[Source data Boundary: Start]

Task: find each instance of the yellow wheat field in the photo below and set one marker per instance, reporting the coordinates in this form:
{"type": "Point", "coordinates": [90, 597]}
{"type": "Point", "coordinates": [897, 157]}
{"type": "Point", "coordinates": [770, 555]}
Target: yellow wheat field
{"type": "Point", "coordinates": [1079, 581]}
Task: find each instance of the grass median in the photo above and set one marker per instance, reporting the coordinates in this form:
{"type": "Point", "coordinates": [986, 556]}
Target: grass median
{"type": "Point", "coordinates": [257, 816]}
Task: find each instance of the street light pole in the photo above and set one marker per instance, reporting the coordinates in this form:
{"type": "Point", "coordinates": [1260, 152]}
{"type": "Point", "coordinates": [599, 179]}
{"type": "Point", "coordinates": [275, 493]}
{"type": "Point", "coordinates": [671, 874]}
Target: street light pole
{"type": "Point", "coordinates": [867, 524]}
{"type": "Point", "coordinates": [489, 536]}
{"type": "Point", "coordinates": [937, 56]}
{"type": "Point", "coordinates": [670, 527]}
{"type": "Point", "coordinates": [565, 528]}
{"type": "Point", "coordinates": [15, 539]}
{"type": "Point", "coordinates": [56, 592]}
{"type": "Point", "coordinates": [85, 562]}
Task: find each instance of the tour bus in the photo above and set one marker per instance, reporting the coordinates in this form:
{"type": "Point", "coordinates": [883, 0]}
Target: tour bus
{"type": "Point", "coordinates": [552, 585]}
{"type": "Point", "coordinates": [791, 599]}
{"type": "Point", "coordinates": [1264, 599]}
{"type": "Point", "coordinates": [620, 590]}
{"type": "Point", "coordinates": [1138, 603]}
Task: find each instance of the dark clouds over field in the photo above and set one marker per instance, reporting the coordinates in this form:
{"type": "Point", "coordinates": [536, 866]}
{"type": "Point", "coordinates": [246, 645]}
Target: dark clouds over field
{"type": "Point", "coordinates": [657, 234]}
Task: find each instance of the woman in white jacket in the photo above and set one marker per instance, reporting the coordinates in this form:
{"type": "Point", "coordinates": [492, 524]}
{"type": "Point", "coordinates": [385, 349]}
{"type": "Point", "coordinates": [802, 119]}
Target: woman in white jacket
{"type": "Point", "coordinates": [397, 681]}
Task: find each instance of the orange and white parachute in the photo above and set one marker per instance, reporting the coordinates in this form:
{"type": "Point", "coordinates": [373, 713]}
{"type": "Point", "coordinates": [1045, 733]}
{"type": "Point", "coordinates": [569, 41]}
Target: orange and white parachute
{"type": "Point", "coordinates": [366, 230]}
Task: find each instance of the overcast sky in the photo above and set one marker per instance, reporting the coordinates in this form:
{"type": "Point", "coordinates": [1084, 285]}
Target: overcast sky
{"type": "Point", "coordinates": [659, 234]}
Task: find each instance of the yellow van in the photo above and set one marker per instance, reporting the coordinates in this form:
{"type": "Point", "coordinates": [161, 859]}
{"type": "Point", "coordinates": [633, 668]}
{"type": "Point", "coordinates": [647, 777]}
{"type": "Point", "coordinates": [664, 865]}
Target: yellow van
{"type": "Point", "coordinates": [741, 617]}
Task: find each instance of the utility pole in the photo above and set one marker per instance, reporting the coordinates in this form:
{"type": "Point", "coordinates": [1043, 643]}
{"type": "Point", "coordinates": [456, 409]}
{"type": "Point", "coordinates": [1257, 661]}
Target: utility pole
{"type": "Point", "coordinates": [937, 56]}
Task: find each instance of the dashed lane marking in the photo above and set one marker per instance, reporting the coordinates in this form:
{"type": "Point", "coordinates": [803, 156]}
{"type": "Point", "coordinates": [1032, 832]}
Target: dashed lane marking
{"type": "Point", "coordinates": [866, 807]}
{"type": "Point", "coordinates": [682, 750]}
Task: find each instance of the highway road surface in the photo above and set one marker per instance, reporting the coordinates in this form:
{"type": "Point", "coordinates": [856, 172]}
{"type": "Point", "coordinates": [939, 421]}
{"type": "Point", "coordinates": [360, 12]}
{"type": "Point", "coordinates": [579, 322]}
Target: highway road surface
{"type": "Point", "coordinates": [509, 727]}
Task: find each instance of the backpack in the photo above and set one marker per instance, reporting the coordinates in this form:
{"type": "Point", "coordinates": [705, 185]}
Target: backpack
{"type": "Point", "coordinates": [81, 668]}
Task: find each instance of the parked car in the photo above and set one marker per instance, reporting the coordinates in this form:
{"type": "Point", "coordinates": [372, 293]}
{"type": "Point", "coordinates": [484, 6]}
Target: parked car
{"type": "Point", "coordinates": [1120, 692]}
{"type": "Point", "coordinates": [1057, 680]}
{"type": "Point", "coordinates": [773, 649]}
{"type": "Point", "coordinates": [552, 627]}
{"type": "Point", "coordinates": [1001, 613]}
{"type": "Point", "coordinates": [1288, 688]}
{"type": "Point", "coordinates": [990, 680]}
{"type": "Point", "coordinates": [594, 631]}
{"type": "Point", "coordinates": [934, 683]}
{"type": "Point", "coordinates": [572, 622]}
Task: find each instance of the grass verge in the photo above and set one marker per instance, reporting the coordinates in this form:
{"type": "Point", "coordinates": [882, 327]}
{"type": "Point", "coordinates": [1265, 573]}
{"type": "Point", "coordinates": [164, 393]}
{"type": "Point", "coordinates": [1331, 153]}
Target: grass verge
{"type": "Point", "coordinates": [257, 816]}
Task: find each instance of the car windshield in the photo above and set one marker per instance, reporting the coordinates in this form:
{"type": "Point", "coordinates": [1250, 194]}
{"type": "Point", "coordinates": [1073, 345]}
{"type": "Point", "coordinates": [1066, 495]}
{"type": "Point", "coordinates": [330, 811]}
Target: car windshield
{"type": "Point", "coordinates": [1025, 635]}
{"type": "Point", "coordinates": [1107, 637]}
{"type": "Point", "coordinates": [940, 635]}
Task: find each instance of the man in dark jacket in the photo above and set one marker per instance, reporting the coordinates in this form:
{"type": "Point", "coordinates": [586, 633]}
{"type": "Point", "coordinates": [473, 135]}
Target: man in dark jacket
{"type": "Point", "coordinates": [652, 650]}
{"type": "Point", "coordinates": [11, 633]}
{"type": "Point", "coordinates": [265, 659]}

[Source data Boundary: End]

* _Work to be completed_: Write out every entry exactly as it appears.

* _Your response_:
Task: find each instance of the yellow wheat field in the photo below and set one marker per instance, reporting the coordinates in this form:
{"type": "Point", "coordinates": [90, 597]}
{"type": "Point", "coordinates": [897, 157]}
{"type": "Point", "coordinates": [770, 555]}
Target: yellow wheat field
{"type": "Point", "coordinates": [1079, 581]}
Task: find each instance of the grass median in the photo above and set one marker per instance, reporting the coordinates in this form:
{"type": "Point", "coordinates": [986, 556]}
Target: grass median
{"type": "Point", "coordinates": [257, 816]}
Task: find each instance of the street light pole in the photo above and set one marker per instance, reporting the coordinates in this form:
{"type": "Point", "coordinates": [1260, 152]}
{"type": "Point", "coordinates": [599, 179]}
{"type": "Point", "coordinates": [275, 493]}
{"type": "Point", "coordinates": [671, 874]}
Target: street light pole
{"type": "Point", "coordinates": [867, 524]}
{"type": "Point", "coordinates": [489, 536]}
{"type": "Point", "coordinates": [937, 56]}
{"type": "Point", "coordinates": [670, 527]}
{"type": "Point", "coordinates": [565, 528]}
{"type": "Point", "coordinates": [15, 539]}
{"type": "Point", "coordinates": [56, 592]}
{"type": "Point", "coordinates": [85, 562]}
Task: find each instance of the tour bus in the photo above and set one marker per instance, reporting the coordinates in this form:
{"type": "Point", "coordinates": [883, 0]}
Target: tour bus
{"type": "Point", "coordinates": [552, 585]}
{"type": "Point", "coordinates": [791, 599]}
{"type": "Point", "coordinates": [1264, 599]}
{"type": "Point", "coordinates": [620, 590]}
{"type": "Point", "coordinates": [1138, 603]}
Task: find each instance of the dark clouds over field in the photo above and set one marker per instance, reporting the coordinates in this form:
{"type": "Point", "coordinates": [536, 866]}
{"type": "Point", "coordinates": [246, 645]}
Target: dark clouds over field
{"type": "Point", "coordinates": [657, 234]}
Task: find each instance of the woman in white jacket in the photo above and set one marker per instance, reporting the coordinates in this form:
{"type": "Point", "coordinates": [492, 524]}
{"type": "Point", "coordinates": [385, 349]}
{"type": "Point", "coordinates": [802, 119]}
Target: woman in white jacket
{"type": "Point", "coordinates": [397, 681]}
Task: find each instance of the orange and white parachute in the photo above and set one marker per instance, reporting the coordinates in this form:
{"type": "Point", "coordinates": [373, 713]}
{"type": "Point", "coordinates": [1045, 733]}
{"type": "Point", "coordinates": [569, 41]}
Target: orange and white parachute
{"type": "Point", "coordinates": [366, 230]}
Task: find each instance of the overcast sky in the photo above and set one marker per instance, reporting the coordinates in this form:
{"type": "Point", "coordinates": [1084, 285]}
Target: overcast sky
{"type": "Point", "coordinates": [659, 234]}
Task: find each instance of the yellow van in the photo above and set one marker per instance, reporting the coordinates in this form:
{"type": "Point", "coordinates": [161, 859]}
{"type": "Point", "coordinates": [633, 668]}
{"type": "Point", "coordinates": [647, 777]}
{"type": "Point", "coordinates": [664, 865]}
Target: yellow van
{"type": "Point", "coordinates": [741, 617]}
Task: find each instance of the utility pole in the photo above and set one marker per instance, reporting the coordinates in this form:
{"type": "Point", "coordinates": [1043, 643]}
{"type": "Point", "coordinates": [456, 409]}
{"type": "Point", "coordinates": [1257, 661]}
Target: utility pole
{"type": "Point", "coordinates": [937, 56]}
Task: find each instance of the dashed lane marking in the photo above and set one marker per instance, reporting the coordinates in this form:
{"type": "Point", "coordinates": [803, 156]}
{"type": "Point", "coordinates": [1032, 832]}
Target: dashed lane marking
{"type": "Point", "coordinates": [866, 807]}
{"type": "Point", "coordinates": [682, 750]}
Task: find each instance of the highway road surface in the photo above and set one marker per instance, reporting the coordinates in this form:
{"type": "Point", "coordinates": [856, 172]}
{"type": "Point", "coordinates": [939, 421]}
{"type": "Point", "coordinates": [360, 12]}
{"type": "Point", "coordinates": [579, 322]}
Target: highway road surface
{"type": "Point", "coordinates": [509, 727]}
Task: find each instance of the backpack in the photo above and set one marker per instance, reporting the coordinates in this form:
{"type": "Point", "coordinates": [705, 185]}
Target: backpack
{"type": "Point", "coordinates": [81, 668]}
Task: find each instance of the parked car in the photo above and set one marker per instance, reporting the coordinates in this form:
{"type": "Point", "coordinates": [372, 293]}
{"type": "Point", "coordinates": [484, 6]}
Target: parked car
{"type": "Point", "coordinates": [1120, 692]}
{"type": "Point", "coordinates": [1057, 680]}
{"type": "Point", "coordinates": [773, 649]}
{"type": "Point", "coordinates": [552, 627]}
{"type": "Point", "coordinates": [1001, 613]}
{"type": "Point", "coordinates": [1288, 688]}
{"type": "Point", "coordinates": [990, 680]}
{"type": "Point", "coordinates": [594, 631]}
{"type": "Point", "coordinates": [934, 683]}
{"type": "Point", "coordinates": [572, 622]}
Task: find each instance of the grass verge in the photo above and set one marker per instance, reporting the coordinates in this form:
{"type": "Point", "coordinates": [882, 327]}
{"type": "Point", "coordinates": [1265, 573]}
{"type": "Point", "coordinates": [164, 393]}
{"type": "Point", "coordinates": [1331, 153]}
Target: grass verge
{"type": "Point", "coordinates": [257, 816]}
Task: find each instance of the car windshield in the photo above and set one marker per instance, reporting the coordinates in this form:
{"type": "Point", "coordinates": [1250, 194]}
{"type": "Point", "coordinates": [1073, 345]}
{"type": "Point", "coordinates": [1066, 495]}
{"type": "Point", "coordinates": [330, 811]}
Target: car windshield
{"type": "Point", "coordinates": [1025, 635]}
{"type": "Point", "coordinates": [1107, 637]}
{"type": "Point", "coordinates": [940, 635]}
Task: find each instance of the man in dark jacket in the photo above and set one marker per instance, reporting the coordinates in this form:
{"type": "Point", "coordinates": [586, 633]}
{"type": "Point", "coordinates": [473, 135]}
Target: man in dark jacket
{"type": "Point", "coordinates": [652, 650]}
{"type": "Point", "coordinates": [11, 633]}
{"type": "Point", "coordinates": [265, 659]}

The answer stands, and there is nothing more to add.